» O QUE SE ESPERA: Reescreva a listagem inteira trocando cada ocorrência de "Query" por "Target", sem alterar nenhum outro trecho.

Entradas do conjunto de dados:
- - - - -

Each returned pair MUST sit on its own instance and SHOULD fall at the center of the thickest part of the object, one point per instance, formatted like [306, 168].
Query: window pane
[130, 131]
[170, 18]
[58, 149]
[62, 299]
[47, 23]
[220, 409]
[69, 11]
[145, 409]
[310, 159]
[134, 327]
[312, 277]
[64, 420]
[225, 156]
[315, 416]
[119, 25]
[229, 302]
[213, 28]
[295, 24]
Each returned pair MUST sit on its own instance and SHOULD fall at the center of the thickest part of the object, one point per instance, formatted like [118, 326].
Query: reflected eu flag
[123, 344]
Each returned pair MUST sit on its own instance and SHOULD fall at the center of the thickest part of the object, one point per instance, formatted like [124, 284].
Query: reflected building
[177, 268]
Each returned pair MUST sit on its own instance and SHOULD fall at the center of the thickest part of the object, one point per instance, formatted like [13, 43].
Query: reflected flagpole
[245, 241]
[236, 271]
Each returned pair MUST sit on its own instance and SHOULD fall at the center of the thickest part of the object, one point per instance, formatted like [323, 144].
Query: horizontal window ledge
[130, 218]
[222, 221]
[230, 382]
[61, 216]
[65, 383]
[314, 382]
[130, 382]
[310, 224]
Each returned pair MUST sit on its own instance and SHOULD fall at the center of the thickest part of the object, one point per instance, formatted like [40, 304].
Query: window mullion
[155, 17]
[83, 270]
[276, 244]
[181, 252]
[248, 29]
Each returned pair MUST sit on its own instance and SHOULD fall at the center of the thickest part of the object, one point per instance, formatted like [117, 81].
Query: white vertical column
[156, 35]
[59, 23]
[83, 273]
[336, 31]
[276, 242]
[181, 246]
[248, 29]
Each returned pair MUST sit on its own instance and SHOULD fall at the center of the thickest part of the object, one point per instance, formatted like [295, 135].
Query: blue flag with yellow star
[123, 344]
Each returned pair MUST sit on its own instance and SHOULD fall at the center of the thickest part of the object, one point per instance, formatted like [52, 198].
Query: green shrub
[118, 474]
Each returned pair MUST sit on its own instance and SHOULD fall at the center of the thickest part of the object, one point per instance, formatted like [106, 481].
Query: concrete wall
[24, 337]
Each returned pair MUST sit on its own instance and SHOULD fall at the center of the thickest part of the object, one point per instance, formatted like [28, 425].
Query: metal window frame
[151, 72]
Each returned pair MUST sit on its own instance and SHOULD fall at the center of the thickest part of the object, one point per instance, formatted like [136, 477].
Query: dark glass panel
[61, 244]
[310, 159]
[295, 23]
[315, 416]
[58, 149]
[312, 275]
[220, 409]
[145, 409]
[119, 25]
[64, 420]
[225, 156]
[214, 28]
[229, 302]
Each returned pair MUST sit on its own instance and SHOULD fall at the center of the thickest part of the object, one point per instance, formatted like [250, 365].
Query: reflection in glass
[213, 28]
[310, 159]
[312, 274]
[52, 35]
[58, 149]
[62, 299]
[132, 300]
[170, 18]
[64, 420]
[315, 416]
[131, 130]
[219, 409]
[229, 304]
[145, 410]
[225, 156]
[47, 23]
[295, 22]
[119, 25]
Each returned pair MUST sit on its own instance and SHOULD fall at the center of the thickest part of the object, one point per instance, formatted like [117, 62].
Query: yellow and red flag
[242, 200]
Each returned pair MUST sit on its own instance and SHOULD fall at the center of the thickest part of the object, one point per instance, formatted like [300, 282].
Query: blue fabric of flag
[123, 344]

- - - - -

» RESULTADO FINAL:
Each returned pair MUST sit on its own instance and SHOULD fall at the center of the thickest part of the object, one point per instance, formatted like [306, 168].
Target: window pane
[130, 131]
[170, 18]
[58, 149]
[62, 299]
[47, 23]
[220, 409]
[69, 11]
[145, 409]
[310, 159]
[134, 327]
[312, 277]
[64, 420]
[225, 156]
[315, 416]
[119, 25]
[229, 302]
[213, 28]
[295, 24]
Each returned pair MUST sit on its own instance and SHOULD fall at the center of the thickest part of the object, one point per instance, formatted like [118, 326].
Target: reflected eu flag
[123, 344]
Each returned pair MUST sit on its own instance and SHOULD fall at the center of the thickest part of the object, one point per instance, formatted like [124, 284].
Target: reflected building
[177, 268]
Each returned pair MUST sit on its own instance and SHOULD fall at the center of the thickest part of the object, one point per instance, formatted like [13, 43].
Target: reflected flagpole
[245, 241]
[236, 271]
Each returned pair MUST sit on its own instance and SHOULD fall at the center of the thickest part of the object, one point per instance, formatted like [323, 144].
Target: horizontal window ledge
[130, 218]
[222, 221]
[230, 382]
[61, 216]
[65, 383]
[314, 382]
[130, 382]
[310, 224]
Each returned pair MUST sit on its own instance and SHOULD fall at the center of the thickest part of the object, one point per instance, formatted like [40, 304].
Target: window mullion
[155, 17]
[83, 270]
[276, 244]
[181, 252]
[248, 29]
Each returned pair MUST sit on its own instance and SHOULD fall at the center of the thickest part of the object, one point per instance, formatted like [117, 81].
Target: white vertical column
[156, 35]
[59, 23]
[83, 273]
[336, 31]
[276, 242]
[181, 246]
[248, 29]
Each returned pair MUST sit on its own instance and SHOULD fall at the center of the thickest part of the object, one point per instance, formatted like [295, 135].
Target: blue flag with yellow star
[123, 344]
Each returned pair MUST sit on its own instance and SHOULD fall at the center of the thickest part of the object, one point per instance, formatted like [52, 198].
Target: green shrub
[118, 474]
Each returned pair MUST sit on its own instance and SHOULD fall at the center of the thickest part of the object, one point per instance, formatted like [106, 481].
Target: concrete wall
[24, 337]
Each returned pair MUST sit on its own instance and SHOULD fall at the center of the thickest part of the object, one point per instance, formatted like [28, 425].
Target: metal window frame
[151, 72]
Each returned pair MUST sit on its own instance and SHOULD fall at the center of the thickest part of the object, one point per instance, formatted like [136, 477].
Target: dark glass panel
[61, 244]
[310, 159]
[295, 23]
[315, 416]
[58, 149]
[312, 275]
[220, 409]
[145, 409]
[119, 25]
[64, 420]
[225, 156]
[214, 28]
[229, 302]
Each returned pair MUST sit on its own instance and SHOULD fall at the center of the thickest part of the object, one point per instance, formatted like [250, 365].
Target: reflection in glass
[213, 28]
[310, 159]
[312, 274]
[52, 35]
[58, 149]
[62, 299]
[132, 300]
[170, 18]
[64, 420]
[315, 416]
[131, 130]
[219, 409]
[229, 304]
[145, 410]
[225, 156]
[47, 23]
[295, 22]
[119, 25]
Each returned pair MUST sit on its own instance and SHOULD fall at the center of the thickest part of the object, one point per instance, formatted like [117, 62].
Target: yellow and red flag
[242, 200]
Each returned pair MUST sit on its own instance and SHOULD fall at the center of the thickest part of the object, one point per instance, formatted like [300, 282].
Target: blue fabric of flag
[123, 344]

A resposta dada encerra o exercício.